Information supplied Block Start

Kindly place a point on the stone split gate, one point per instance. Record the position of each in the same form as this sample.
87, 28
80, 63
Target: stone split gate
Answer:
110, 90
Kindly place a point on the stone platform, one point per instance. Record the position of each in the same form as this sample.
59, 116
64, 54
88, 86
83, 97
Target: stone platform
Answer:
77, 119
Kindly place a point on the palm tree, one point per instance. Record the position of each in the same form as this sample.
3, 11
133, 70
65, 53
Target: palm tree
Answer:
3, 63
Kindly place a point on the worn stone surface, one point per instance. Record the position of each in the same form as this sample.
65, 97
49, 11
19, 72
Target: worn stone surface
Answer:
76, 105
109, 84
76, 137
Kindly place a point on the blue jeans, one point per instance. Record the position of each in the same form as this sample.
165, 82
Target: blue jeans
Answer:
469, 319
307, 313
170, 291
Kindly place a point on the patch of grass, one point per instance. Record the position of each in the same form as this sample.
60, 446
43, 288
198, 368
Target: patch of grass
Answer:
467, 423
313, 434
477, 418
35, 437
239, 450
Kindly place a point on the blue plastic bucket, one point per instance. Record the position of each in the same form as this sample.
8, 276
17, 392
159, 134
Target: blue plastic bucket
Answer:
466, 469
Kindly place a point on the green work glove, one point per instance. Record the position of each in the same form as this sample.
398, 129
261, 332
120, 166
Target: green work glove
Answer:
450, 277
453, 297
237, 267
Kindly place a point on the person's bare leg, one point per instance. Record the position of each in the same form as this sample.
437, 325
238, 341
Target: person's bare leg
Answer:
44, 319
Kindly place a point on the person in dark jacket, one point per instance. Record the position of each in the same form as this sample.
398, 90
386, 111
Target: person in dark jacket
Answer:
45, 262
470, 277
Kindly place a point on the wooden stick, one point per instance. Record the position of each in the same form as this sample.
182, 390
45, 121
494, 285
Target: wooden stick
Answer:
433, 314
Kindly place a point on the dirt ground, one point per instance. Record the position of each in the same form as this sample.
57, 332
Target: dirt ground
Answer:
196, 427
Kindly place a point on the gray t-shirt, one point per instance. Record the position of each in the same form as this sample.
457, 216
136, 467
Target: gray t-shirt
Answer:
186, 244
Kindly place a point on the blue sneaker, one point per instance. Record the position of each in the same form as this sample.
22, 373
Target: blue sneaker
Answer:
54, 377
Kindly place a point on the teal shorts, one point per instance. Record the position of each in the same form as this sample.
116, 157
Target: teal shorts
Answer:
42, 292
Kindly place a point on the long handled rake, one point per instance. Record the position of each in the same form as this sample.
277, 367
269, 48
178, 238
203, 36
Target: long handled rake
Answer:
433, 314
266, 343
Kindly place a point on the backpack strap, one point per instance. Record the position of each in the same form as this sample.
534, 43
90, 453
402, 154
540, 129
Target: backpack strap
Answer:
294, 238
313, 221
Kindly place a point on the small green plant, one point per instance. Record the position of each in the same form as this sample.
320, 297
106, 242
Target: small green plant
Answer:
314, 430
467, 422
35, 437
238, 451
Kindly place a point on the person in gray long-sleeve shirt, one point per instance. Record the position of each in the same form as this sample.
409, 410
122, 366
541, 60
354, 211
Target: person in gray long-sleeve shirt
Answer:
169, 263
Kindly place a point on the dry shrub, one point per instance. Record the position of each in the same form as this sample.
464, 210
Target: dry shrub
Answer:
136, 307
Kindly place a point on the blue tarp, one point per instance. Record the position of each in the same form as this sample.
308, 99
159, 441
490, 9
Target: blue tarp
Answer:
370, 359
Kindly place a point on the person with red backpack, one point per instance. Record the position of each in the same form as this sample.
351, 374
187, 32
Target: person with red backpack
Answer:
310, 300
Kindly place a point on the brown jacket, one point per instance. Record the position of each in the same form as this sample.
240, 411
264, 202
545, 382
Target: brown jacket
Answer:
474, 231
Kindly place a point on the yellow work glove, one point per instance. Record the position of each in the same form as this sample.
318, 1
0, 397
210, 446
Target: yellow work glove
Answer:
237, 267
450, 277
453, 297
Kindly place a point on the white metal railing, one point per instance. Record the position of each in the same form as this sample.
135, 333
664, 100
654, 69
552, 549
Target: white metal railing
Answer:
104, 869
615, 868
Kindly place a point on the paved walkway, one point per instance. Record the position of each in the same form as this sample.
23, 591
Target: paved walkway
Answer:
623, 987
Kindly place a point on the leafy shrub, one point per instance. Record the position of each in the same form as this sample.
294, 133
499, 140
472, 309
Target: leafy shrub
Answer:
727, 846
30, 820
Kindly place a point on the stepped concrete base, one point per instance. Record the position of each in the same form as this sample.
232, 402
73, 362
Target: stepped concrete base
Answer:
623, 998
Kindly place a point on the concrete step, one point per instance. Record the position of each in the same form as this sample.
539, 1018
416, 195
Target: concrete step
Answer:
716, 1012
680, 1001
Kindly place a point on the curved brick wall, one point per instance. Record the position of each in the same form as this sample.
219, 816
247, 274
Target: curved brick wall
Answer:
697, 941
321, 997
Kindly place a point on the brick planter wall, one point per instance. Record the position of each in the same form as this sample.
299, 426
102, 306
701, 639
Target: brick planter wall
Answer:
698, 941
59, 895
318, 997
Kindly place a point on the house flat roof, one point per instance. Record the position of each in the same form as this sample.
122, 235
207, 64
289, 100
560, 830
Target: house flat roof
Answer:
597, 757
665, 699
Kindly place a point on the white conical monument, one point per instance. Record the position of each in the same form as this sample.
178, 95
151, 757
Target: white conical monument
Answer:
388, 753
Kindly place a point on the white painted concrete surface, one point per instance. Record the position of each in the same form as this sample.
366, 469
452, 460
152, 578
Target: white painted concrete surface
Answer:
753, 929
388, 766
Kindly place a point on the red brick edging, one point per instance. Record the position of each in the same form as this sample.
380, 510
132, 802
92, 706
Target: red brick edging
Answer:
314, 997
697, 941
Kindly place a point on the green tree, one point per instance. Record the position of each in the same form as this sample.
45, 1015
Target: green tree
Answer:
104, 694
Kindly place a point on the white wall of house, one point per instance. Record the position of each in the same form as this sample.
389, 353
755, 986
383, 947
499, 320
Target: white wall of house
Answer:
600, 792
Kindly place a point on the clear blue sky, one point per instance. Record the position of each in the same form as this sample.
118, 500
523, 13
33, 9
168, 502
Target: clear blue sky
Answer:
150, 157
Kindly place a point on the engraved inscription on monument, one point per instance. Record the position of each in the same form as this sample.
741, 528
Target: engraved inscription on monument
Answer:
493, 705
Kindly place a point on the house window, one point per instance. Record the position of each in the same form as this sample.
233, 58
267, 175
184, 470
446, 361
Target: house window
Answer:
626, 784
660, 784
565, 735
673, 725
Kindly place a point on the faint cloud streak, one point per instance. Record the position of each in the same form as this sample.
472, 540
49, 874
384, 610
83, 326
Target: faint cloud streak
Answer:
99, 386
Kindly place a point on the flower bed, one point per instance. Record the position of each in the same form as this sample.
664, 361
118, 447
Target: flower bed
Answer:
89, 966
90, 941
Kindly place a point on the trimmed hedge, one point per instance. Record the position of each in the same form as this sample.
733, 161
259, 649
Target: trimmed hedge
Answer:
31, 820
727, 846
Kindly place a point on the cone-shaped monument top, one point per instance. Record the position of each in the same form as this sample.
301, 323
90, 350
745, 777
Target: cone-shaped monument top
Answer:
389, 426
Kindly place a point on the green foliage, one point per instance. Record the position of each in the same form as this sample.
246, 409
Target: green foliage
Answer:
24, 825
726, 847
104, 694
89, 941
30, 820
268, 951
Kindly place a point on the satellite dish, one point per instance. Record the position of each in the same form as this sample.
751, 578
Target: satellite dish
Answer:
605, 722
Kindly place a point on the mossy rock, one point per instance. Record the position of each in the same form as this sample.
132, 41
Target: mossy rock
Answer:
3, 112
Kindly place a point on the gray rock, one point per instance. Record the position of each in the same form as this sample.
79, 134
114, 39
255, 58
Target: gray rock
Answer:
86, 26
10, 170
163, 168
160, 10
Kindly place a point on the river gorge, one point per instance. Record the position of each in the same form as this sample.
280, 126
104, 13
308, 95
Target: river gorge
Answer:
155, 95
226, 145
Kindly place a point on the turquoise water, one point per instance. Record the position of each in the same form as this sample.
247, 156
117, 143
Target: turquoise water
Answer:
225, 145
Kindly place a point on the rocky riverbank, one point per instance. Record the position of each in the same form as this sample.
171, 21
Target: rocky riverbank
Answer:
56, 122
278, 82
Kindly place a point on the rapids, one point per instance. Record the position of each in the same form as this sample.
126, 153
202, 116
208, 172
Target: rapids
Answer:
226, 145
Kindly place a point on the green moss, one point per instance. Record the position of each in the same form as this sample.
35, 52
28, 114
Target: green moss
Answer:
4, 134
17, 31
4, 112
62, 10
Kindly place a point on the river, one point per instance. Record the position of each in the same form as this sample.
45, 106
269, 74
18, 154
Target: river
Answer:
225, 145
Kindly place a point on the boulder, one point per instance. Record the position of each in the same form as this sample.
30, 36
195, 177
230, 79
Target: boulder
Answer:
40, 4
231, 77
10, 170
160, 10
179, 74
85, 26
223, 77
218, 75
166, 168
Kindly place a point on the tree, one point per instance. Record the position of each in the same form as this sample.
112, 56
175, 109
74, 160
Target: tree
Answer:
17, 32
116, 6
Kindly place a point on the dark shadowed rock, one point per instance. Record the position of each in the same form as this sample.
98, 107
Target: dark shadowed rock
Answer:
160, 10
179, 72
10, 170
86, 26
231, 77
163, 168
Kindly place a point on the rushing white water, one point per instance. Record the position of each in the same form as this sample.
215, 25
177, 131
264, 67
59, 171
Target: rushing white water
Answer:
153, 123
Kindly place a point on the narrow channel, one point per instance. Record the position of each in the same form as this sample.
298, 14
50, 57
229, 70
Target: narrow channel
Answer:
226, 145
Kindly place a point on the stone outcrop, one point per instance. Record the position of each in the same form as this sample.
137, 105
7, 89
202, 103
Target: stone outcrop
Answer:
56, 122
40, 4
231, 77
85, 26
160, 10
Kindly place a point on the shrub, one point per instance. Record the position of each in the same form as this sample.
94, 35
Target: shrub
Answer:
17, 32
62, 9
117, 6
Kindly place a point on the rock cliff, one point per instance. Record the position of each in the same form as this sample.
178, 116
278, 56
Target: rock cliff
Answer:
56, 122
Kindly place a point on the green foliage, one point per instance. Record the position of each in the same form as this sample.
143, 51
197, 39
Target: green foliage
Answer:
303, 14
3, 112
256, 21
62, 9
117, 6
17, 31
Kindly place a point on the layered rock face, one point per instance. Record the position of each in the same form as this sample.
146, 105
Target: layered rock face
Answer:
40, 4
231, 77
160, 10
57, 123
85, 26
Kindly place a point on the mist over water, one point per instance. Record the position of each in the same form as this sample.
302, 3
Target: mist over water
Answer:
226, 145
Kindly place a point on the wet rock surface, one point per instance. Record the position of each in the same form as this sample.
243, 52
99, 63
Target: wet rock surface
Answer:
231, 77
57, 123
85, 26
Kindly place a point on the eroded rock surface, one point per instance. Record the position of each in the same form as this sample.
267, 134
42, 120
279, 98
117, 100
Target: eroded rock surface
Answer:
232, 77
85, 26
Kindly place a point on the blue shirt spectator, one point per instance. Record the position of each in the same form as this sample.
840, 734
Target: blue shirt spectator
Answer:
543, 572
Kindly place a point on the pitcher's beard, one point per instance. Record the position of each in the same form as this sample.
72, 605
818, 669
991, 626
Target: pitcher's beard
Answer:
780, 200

Information supplied Block End

Exercise description:
Across the data shown above, how many lines carry the string "streak"? Reply with the figure by itself.

Reply to the exercise:
2